» A block of data
===============

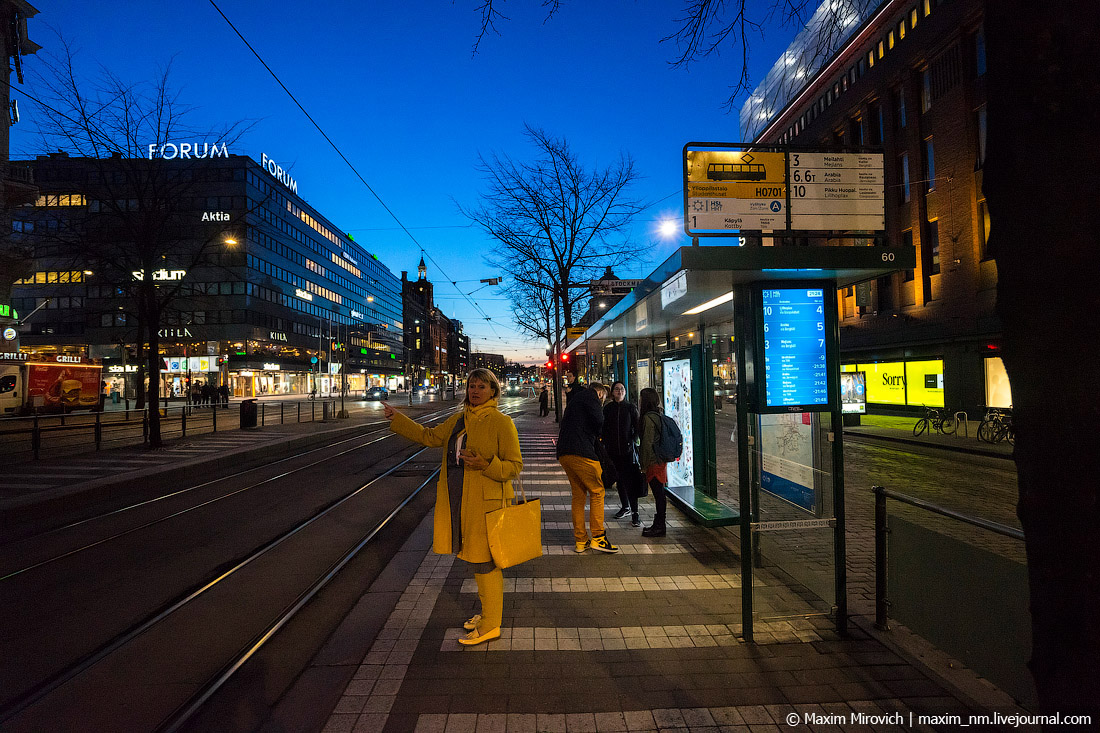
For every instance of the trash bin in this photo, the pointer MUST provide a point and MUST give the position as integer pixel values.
(248, 414)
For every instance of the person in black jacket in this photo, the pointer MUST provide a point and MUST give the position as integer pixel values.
(618, 435)
(576, 452)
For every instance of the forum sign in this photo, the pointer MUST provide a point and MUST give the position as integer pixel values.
(187, 151)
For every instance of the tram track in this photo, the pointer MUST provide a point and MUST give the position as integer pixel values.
(86, 685)
(177, 656)
(11, 546)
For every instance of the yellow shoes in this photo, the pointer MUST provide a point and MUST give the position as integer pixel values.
(473, 637)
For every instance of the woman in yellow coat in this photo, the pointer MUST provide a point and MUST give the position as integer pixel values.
(480, 460)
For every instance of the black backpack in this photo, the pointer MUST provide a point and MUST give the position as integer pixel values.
(669, 444)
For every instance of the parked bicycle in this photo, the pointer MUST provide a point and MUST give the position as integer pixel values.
(936, 419)
(997, 426)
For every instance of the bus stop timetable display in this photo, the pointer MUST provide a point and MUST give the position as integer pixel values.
(795, 373)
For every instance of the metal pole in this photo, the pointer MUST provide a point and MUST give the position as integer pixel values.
(881, 604)
(557, 359)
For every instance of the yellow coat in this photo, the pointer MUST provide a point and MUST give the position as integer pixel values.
(492, 435)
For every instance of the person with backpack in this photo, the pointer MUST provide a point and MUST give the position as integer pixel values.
(653, 429)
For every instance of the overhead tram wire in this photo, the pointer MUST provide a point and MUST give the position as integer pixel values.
(340, 153)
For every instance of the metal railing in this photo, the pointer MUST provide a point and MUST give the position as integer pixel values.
(882, 531)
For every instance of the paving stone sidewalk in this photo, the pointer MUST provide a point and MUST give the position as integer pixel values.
(645, 639)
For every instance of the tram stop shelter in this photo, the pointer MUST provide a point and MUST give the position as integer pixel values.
(741, 343)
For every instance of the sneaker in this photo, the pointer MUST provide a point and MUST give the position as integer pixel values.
(603, 545)
(473, 637)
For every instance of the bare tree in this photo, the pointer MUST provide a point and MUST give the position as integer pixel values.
(133, 226)
(553, 219)
(1044, 64)
(556, 223)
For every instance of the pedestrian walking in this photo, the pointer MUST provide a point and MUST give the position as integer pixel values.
(481, 459)
(580, 429)
(543, 402)
(653, 470)
(619, 437)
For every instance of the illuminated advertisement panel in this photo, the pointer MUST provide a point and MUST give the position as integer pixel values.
(677, 381)
(854, 392)
(998, 390)
(924, 381)
(886, 382)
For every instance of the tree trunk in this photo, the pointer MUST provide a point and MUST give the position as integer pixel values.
(152, 326)
(1042, 184)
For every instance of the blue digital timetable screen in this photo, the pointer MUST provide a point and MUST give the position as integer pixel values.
(795, 373)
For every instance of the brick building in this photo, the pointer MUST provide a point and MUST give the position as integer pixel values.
(910, 80)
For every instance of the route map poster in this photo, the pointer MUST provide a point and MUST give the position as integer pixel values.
(787, 458)
(677, 380)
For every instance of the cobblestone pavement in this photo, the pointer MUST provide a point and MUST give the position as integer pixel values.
(645, 639)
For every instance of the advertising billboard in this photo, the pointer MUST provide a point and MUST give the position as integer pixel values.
(64, 385)
(677, 382)
(854, 392)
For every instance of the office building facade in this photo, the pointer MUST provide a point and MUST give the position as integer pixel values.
(266, 295)
(908, 80)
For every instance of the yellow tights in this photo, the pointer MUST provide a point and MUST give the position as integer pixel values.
(491, 592)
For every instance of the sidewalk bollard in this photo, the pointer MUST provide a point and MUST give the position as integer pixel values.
(881, 603)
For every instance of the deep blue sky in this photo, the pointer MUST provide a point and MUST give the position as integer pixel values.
(394, 84)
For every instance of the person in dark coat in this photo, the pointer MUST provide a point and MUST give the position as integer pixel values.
(576, 452)
(655, 470)
(618, 436)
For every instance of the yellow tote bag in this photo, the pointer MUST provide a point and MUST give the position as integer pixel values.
(515, 533)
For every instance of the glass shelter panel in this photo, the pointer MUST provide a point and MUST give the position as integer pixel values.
(793, 550)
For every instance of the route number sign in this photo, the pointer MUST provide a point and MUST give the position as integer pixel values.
(727, 192)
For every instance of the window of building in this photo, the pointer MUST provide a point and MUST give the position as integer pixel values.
(875, 111)
(980, 124)
(903, 175)
(930, 164)
(906, 240)
(979, 50)
(932, 242)
(983, 226)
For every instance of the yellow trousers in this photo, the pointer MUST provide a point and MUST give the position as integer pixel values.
(491, 592)
(587, 484)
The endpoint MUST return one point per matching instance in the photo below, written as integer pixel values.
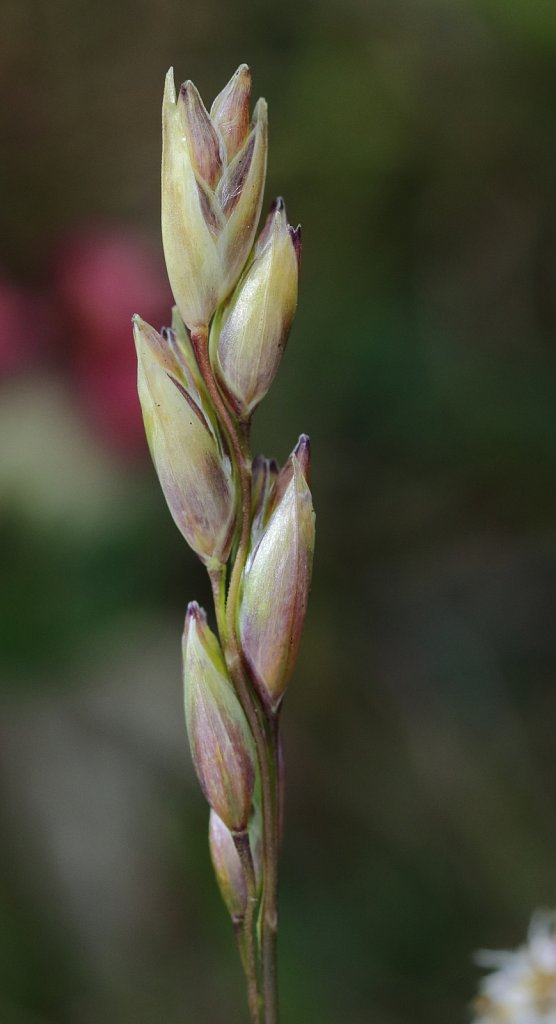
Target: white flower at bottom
(521, 989)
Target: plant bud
(194, 469)
(226, 863)
(213, 170)
(275, 587)
(249, 337)
(264, 475)
(222, 748)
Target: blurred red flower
(101, 276)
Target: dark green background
(415, 139)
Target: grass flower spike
(251, 523)
(213, 171)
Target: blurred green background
(415, 140)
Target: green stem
(227, 627)
(248, 938)
(269, 903)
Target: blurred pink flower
(101, 276)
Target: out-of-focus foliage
(415, 140)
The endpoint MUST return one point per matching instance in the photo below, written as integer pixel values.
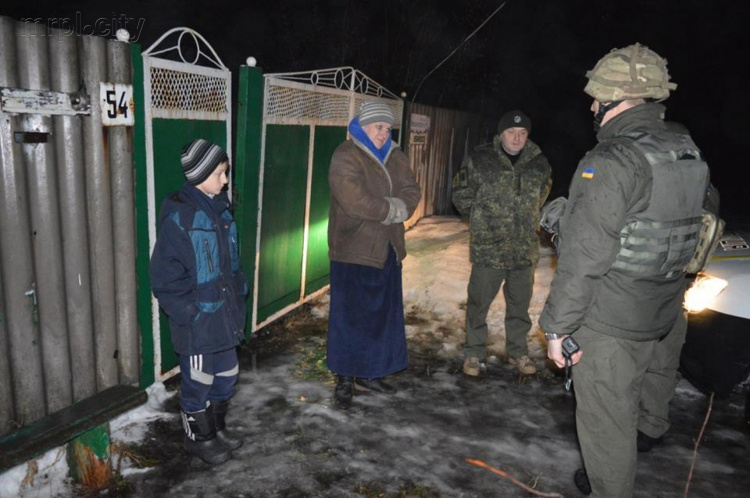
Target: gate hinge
(47, 102)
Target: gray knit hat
(200, 158)
(514, 119)
(372, 111)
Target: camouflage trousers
(484, 284)
(621, 386)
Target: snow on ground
(416, 442)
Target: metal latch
(47, 102)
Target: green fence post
(247, 171)
(89, 457)
(143, 295)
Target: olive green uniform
(502, 201)
(626, 322)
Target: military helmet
(633, 72)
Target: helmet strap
(604, 109)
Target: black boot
(200, 437)
(342, 395)
(581, 479)
(226, 436)
(374, 385)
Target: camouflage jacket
(502, 202)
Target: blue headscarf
(359, 135)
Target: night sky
(531, 55)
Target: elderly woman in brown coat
(373, 192)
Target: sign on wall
(419, 128)
(117, 105)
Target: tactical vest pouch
(712, 228)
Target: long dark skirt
(366, 335)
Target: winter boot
(200, 437)
(227, 437)
(342, 395)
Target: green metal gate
(184, 98)
(305, 116)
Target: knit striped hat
(200, 158)
(375, 112)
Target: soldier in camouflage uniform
(628, 234)
(501, 187)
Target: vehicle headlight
(703, 290)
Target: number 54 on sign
(116, 102)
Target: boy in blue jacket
(195, 274)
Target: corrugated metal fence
(67, 239)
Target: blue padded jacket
(195, 272)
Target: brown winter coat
(359, 185)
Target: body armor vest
(661, 239)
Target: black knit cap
(514, 119)
(200, 158)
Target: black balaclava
(604, 109)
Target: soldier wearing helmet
(626, 236)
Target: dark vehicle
(716, 355)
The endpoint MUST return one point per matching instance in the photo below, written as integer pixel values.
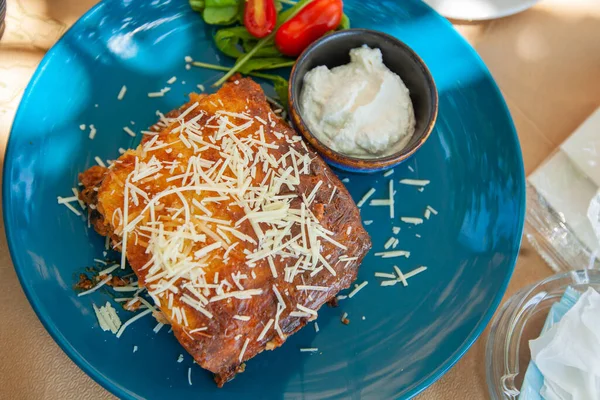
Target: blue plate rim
(122, 392)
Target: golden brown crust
(218, 347)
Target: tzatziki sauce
(361, 109)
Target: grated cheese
(98, 286)
(241, 357)
(122, 92)
(401, 276)
(392, 254)
(306, 309)
(132, 320)
(364, 199)
(391, 191)
(389, 243)
(415, 182)
(92, 134)
(315, 288)
(384, 275)
(129, 131)
(99, 161)
(412, 220)
(309, 349)
(108, 318)
(357, 289)
(265, 330)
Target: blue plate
(410, 335)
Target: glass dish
(520, 320)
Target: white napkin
(568, 354)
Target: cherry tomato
(313, 21)
(260, 17)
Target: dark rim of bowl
(376, 162)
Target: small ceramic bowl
(334, 50)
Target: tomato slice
(260, 17)
(313, 21)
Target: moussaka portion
(238, 231)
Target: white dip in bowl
(361, 109)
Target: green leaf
(290, 12)
(220, 15)
(344, 23)
(278, 6)
(268, 40)
(197, 5)
(236, 42)
(231, 40)
(280, 84)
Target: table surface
(545, 60)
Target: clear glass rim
(503, 343)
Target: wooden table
(545, 60)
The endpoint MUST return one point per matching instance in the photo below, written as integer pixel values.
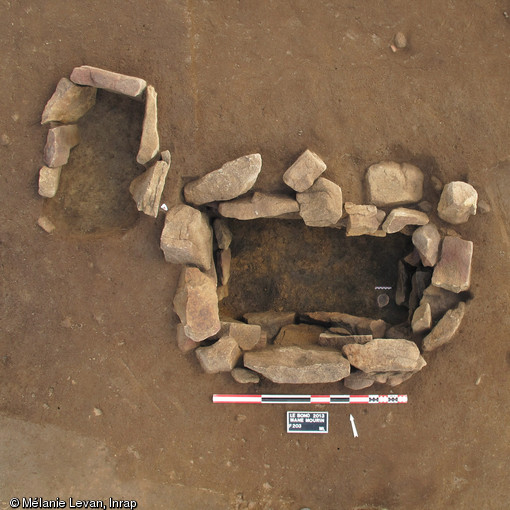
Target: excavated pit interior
(284, 265)
(93, 195)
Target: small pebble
(383, 300)
(484, 207)
(400, 40)
(46, 224)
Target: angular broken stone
(46, 224)
(60, 141)
(328, 339)
(260, 205)
(245, 376)
(403, 289)
(358, 381)
(401, 217)
(390, 183)
(222, 233)
(453, 271)
(148, 187)
(422, 319)
(383, 355)
(68, 103)
(247, 336)
(108, 80)
(270, 322)
(353, 324)
(440, 300)
(298, 334)
(445, 329)
(426, 240)
(304, 171)
(219, 357)
(231, 180)
(224, 258)
(457, 203)
(419, 282)
(49, 179)
(321, 204)
(297, 365)
(184, 343)
(149, 142)
(196, 304)
(363, 219)
(187, 237)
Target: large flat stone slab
(304, 171)
(108, 80)
(363, 219)
(196, 304)
(401, 217)
(69, 103)
(389, 183)
(457, 203)
(147, 188)
(187, 237)
(297, 365)
(353, 324)
(231, 180)
(445, 329)
(298, 334)
(453, 271)
(383, 355)
(321, 204)
(149, 142)
(260, 205)
(59, 142)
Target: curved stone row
(72, 99)
(315, 347)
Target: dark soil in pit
(284, 265)
(87, 322)
(93, 196)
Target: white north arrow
(354, 431)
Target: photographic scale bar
(309, 399)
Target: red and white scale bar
(309, 399)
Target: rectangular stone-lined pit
(285, 265)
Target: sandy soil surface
(87, 320)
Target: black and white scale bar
(309, 399)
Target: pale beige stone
(147, 188)
(149, 142)
(445, 329)
(187, 237)
(108, 80)
(457, 203)
(304, 171)
(297, 365)
(68, 103)
(321, 205)
(390, 183)
(453, 271)
(196, 304)
(231, 180)
(259, 205)
(60, 141)
(49, 179)
(402, 217)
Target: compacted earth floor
(96, 400)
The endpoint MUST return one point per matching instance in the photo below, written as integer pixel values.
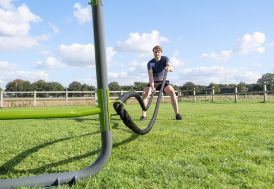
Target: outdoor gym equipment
(102, 109)
(124, 115)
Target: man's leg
(145, 94)
(170, 91)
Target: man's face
(157, 54)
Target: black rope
(124, 115)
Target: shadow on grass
(9, 167)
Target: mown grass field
(217, 145)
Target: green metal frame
(102, 110)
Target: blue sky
(209, 41)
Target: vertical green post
(101, 65)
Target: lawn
(216, 145)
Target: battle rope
(124, 115)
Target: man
(156, 68)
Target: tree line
(41, 85)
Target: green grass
(217, 145)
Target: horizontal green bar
(40, 113)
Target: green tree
(187, 88)
(217, 88)
(75, 86)
(242, 88)
(54, 86)
(39, 85)
(19, 85)
(114, 86)
(268, 79)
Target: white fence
(211, 95)
(52, 98)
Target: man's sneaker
(142, 118)
(179, 117)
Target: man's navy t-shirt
(158, 67)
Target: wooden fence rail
(52, 98)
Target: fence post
(34, 98)
(1, 99)
(66, 97)
(194, 94)
(213, 93)
(265, 92)
(236, 94)
(179, 96)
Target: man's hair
(157, 48)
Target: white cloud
(15, 26)
(81, 55)
(82, 15)
(50, 63)
(11, 43)
(16, 22)
(251, 43)
(6, 4)
(54, 28)
(223, 56)
(31, 75)
(141, 43)
(217, 74)
(10, 72)
(247, 44)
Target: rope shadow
(8, 167)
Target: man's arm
(169, 67)
(151, 80)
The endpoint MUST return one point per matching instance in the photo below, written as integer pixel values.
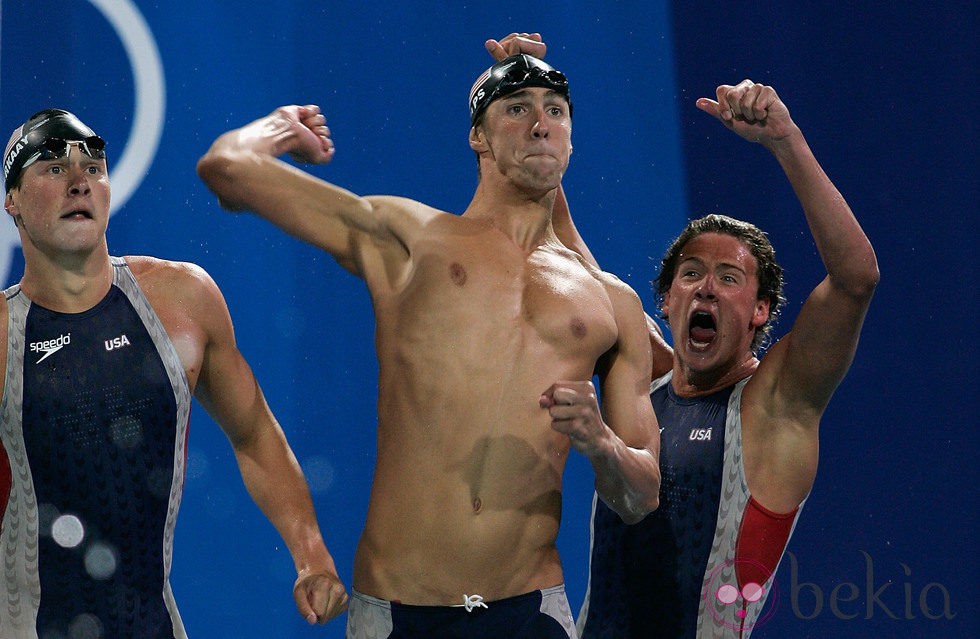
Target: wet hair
(29, 138)
(768, 272)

===============

» What the task asks
Write out, exactly, each line from the one containing "Target: white fence" down to the final line of the data above. Both of those lines count, and the pictures are left out.

» Solution for this exercise
Target: white fence
(211, 95)
(52, 98)
Target: man's sneaker
(142, 118)
(179, 117)
Target: man's navy t-shirt
(158, 67)
Target: wooden fence rail
(52, 98)
Target: fence post
(34, 98)
(1, 99)
(66, 97)
(194, 94)
(213, 93)
(265, 92)
(236, 94)
(179, 96)
Target: man's hair
(157, 48)
Target: white cloud
(15, 26)
(81, 55)
(82, 15)
(50, 63)
(11, 43)
(16, 22)
(251, 43)
(6, 4)
(54, 28)
(223, 56)
(31, 75)
(141, 43)
(217, 74)
(10, 72)
(247, 44)
Target: rope shadow
(8, 167)
Target: man's arm
(169, 67)
(151, 80)
The endpoint MUST return one point per matching instance in the photo below, written as integer pixel values.
Target: wet hair
(29, 138)
(768, 272)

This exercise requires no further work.